Pointing dataset records:
--------------------------------------------------
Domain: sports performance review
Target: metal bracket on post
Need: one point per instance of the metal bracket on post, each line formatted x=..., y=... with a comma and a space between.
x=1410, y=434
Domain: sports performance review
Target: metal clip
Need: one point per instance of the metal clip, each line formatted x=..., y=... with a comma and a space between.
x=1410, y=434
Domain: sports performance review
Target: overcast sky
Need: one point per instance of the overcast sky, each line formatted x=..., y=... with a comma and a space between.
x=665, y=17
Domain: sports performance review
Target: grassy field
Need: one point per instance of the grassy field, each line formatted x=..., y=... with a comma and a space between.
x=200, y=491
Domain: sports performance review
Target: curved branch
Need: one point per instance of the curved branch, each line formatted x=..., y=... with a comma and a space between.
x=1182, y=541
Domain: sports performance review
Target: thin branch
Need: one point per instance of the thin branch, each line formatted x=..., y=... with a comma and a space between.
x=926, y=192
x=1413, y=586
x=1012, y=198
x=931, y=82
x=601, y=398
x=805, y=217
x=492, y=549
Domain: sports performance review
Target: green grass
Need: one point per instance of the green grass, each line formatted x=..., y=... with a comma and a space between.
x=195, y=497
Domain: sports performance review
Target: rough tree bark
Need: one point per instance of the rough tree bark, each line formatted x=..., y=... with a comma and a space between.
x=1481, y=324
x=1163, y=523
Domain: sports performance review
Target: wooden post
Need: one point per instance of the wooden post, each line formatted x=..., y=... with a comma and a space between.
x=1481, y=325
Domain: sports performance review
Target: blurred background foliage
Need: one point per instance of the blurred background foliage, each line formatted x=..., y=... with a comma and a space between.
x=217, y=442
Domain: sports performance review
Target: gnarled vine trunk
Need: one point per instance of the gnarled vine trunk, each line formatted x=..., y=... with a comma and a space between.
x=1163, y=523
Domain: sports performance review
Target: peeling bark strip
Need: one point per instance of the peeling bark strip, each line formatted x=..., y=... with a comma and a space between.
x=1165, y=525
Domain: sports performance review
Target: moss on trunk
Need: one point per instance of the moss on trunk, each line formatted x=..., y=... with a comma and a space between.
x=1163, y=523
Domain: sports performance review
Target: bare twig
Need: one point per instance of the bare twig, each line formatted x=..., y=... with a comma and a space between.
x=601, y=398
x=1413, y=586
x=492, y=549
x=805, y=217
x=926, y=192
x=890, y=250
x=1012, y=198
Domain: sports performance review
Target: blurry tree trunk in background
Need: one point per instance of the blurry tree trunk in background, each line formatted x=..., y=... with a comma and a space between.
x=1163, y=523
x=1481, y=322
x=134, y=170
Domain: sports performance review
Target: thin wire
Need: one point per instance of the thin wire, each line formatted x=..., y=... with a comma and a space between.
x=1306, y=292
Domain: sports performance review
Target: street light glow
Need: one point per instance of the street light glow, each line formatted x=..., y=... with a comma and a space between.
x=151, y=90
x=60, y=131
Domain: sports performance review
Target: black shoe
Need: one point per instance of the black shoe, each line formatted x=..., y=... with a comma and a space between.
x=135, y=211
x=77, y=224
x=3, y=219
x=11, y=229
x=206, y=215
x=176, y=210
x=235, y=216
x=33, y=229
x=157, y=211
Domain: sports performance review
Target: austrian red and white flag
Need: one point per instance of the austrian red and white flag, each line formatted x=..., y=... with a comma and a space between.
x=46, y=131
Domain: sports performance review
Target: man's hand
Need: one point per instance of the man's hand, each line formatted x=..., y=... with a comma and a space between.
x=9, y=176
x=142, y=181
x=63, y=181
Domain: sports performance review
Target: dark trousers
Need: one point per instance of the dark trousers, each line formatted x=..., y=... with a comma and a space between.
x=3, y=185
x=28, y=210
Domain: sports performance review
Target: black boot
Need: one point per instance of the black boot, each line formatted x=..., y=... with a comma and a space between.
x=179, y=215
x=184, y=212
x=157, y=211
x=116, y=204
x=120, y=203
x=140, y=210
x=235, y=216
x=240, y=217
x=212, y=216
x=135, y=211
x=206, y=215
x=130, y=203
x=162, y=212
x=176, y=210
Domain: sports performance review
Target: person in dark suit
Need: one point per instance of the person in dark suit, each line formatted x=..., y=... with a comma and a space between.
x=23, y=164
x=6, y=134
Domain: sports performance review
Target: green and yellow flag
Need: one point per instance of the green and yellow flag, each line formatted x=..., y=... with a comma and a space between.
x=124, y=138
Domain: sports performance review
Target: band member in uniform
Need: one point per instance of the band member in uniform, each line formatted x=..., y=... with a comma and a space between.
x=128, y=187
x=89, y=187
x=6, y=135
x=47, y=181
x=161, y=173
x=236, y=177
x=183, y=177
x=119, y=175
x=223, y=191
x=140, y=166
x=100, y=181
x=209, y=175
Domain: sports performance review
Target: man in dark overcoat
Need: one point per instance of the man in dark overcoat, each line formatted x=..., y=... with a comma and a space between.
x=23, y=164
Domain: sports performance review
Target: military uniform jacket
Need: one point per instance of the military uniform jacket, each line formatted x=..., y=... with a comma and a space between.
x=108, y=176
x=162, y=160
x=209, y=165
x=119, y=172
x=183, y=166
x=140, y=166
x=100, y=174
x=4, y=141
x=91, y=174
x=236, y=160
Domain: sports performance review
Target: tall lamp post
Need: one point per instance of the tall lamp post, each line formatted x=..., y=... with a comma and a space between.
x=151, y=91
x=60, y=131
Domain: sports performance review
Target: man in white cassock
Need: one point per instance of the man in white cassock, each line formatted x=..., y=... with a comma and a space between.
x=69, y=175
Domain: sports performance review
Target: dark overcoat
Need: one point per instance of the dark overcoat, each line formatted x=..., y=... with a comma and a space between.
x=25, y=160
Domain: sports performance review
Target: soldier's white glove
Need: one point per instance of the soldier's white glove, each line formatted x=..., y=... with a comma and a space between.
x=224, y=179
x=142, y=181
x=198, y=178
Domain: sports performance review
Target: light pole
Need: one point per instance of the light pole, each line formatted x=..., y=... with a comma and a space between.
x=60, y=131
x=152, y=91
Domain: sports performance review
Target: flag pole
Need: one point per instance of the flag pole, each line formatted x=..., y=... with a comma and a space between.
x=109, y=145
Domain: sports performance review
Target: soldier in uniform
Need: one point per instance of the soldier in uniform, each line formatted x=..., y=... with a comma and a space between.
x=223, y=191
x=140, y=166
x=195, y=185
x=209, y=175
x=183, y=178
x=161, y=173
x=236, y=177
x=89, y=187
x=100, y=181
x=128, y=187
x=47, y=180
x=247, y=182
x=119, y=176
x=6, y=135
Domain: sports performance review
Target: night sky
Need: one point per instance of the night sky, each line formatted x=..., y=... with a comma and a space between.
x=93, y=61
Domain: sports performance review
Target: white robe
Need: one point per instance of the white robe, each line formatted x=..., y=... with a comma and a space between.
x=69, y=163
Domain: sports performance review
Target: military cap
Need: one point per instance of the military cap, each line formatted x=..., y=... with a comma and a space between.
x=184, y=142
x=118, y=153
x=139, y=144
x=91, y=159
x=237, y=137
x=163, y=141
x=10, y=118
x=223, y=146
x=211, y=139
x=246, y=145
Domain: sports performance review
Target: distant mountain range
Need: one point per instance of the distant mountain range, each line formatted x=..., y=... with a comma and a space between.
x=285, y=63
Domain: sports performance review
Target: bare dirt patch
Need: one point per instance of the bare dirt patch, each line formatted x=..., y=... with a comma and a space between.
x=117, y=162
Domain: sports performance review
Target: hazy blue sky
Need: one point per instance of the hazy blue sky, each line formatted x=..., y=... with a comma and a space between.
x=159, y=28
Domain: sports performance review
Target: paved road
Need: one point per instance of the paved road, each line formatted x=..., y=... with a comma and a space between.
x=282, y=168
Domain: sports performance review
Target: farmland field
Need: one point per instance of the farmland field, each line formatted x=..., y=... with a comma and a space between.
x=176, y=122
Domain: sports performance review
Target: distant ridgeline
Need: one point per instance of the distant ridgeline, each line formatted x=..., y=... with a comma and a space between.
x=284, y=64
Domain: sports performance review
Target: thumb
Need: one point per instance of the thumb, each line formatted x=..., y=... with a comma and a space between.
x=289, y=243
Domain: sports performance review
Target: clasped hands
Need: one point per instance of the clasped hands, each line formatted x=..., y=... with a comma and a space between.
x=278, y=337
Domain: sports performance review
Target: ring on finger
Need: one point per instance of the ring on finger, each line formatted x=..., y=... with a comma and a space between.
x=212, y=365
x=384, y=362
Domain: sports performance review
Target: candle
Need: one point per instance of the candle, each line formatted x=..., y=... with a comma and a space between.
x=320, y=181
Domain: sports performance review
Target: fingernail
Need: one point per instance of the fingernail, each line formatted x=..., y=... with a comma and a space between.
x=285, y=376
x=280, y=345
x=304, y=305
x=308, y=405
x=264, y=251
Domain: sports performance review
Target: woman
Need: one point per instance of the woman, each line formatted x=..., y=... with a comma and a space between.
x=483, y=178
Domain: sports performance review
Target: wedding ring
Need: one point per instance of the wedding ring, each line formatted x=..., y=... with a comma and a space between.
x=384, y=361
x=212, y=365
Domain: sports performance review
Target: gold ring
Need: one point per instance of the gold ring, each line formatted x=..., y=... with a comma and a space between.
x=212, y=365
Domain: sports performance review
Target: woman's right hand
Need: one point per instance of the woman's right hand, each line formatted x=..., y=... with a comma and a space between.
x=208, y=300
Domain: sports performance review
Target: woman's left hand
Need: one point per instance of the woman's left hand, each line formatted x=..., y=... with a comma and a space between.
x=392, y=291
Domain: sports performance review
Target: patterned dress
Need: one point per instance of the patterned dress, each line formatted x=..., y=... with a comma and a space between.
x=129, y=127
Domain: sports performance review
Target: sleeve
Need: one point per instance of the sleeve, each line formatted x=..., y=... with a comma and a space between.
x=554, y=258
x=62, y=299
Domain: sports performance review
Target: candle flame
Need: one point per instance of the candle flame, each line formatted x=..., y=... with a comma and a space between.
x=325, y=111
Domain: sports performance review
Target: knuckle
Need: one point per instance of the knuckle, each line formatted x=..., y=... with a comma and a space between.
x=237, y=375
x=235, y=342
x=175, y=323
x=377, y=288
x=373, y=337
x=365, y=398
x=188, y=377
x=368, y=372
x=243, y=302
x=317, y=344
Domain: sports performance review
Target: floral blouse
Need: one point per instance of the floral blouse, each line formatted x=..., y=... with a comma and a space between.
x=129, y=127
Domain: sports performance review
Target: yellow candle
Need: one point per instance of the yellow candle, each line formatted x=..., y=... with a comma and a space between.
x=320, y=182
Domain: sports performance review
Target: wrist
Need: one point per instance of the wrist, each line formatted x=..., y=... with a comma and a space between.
--------------------------------------------------
Set task: Please render the items as a JSON list of strings, one per line with blank lines left out, starting at the first line and going on through the line with "x=217, y=442".

Exercise answer:
[
  "Domain: sports performance review",
  "Target: metal bracket on post",
  "Need: one point per instance of the metal bracket on post, each line formatted x=..., y=... with a comma and a space between.",
  "x=1410, y=434",
  "Domain: sports performance review",
  "Target: metal clip",
  "Need: one point per instance of the metal clip, each line formatted x=..., y=... with a comma and a space between.",
  "x=1410, y=434",
  "Domain: sports performance review",
  "Target: overcast sky",
  "Need: one point per instance of the overcast sky, each line formatted x=..., y=... with a comma and a space between.",
  "x=665, y=17",
  "Domain: sports performance review",
  "Target: grassy field",
  "Need: one point per instance of the grassy field, each line formatted x=..., y=... with a comma and a space between.",
  "x=200, y=491",
  "Domain: sports performance review",
  "Target: curved branch",
  "Need: one point per instance of the curved branch, each line formatted x=..., y=... with a comma and a space between.",
  "x=1182, y=541",
  "Domain: sports performance review",
  "Target: thin branch",
  "Need: one point per instance of the thin branch, each line formatted x=..., y=... with a comma and a space between.",
  "x=926, y=192",
  "x=1413, y=586",
  "x=1012, y=198",
  "x=931, y=82",
  "x=601, y=398",
  "x=805, y=217",
  "x=492, y=549",
  "Domain: sports performance review",
  "Target: green grass",
  "Need: one point per instance of the green grass, each line formatted x=..., y=... with a comma and a space between.",
  "x=195, y=497",
  "Domain: sports performance review",
  "Target: rough tree bark",
  "Need: one point per instance of the rough tree bark, each line formatted x=..., y=... with a comma and a space between.",
  "x=1481, y=324",
  "x=1163, y=523",
  "Domain: sports performance review",
  "Target: wooden post",
  "Need: one point per instance of the wooden post, each line formatted x=..., y=... with a comma and a space between.",
  "x=1481, y=325",
  "Domain: sports performance review",
  "Target: blurred background foliage",
  "Need: one point per instance of the blurred background foliage, each line formatted x=..., y=... with a comma and a space between.",
  "x=217, y=442"
]